<<<<

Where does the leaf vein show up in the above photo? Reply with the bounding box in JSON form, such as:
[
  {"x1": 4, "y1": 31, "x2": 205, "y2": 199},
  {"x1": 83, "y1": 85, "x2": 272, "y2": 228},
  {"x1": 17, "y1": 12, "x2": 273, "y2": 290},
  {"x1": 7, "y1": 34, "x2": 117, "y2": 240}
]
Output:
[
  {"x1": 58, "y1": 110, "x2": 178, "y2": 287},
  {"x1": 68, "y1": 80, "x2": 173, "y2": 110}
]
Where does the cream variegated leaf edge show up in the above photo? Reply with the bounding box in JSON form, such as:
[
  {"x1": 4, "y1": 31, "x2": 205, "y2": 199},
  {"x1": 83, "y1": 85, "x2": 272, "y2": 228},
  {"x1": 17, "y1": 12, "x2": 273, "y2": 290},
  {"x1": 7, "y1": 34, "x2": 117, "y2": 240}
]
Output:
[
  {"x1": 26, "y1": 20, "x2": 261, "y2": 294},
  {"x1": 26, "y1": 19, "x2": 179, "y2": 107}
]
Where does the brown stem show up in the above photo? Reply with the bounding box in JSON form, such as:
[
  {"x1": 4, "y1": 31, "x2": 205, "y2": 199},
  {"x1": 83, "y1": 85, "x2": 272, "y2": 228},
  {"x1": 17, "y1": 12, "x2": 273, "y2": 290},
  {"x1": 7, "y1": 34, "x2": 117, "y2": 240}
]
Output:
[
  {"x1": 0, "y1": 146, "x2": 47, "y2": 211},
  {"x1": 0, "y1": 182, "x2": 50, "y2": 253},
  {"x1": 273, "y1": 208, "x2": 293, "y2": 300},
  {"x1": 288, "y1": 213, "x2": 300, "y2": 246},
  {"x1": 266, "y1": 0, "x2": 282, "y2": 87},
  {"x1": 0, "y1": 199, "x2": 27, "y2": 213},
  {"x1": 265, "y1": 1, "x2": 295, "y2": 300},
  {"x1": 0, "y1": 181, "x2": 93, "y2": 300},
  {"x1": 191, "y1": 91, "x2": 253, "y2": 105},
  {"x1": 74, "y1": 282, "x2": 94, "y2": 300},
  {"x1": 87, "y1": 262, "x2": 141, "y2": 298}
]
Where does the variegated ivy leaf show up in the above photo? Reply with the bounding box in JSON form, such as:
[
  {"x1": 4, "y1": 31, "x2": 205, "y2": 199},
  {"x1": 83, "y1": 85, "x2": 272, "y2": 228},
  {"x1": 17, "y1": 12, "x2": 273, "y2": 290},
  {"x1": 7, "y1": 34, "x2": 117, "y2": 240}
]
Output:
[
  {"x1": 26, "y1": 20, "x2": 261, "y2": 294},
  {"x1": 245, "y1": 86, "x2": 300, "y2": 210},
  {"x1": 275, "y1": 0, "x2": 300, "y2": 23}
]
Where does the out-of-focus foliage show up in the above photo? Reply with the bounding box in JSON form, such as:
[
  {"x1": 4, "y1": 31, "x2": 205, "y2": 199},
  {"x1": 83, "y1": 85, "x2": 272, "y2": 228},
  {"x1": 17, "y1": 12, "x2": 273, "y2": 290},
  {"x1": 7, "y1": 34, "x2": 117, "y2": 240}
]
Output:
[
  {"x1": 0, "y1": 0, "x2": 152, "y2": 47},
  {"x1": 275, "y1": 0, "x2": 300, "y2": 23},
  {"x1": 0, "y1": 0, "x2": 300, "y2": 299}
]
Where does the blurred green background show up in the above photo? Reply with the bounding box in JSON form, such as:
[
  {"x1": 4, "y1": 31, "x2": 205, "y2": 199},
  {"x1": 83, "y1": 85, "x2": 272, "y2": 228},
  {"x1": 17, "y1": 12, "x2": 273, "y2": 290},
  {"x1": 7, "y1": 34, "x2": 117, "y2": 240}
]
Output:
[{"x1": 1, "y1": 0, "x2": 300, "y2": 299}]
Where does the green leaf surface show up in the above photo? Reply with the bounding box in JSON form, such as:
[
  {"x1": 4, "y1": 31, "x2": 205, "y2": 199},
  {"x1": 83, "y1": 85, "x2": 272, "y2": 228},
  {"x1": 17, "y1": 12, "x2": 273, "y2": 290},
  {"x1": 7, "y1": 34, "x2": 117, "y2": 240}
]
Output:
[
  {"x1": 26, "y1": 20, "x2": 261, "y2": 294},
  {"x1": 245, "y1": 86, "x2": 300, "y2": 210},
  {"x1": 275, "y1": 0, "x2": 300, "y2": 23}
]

>>>>

__Your instructions__
Which lines run from the one holding "Where does the green" through the end of the data? Write them out exactly, ends included, and add nothing.

__Response to the exercise__
Where does the green leaf surface show up in the above photo? Reply with the bounding box in JSON form, such as:
[
  {"x1": 4, "y1": 31, "x2": 205, "y2": 199},
  {"x1": 83, "y1": 85, "x2": 272, "y2": 228},
  {"x1": 17, "y1": 12, "x2": 273, "y2": 290},
  {"x1": 7, "y1": 34, "x2": 117, "y2": 240}
]
Output:
[
  {"x1": 26, "y1": 20, "x2": 261, "y2": 294},
  {"x1": 245, "y1": 86, "x2": 300, "y2": 210},
  {"x1": 275, "y1": 0, "x2": 300, "y2": 23}
]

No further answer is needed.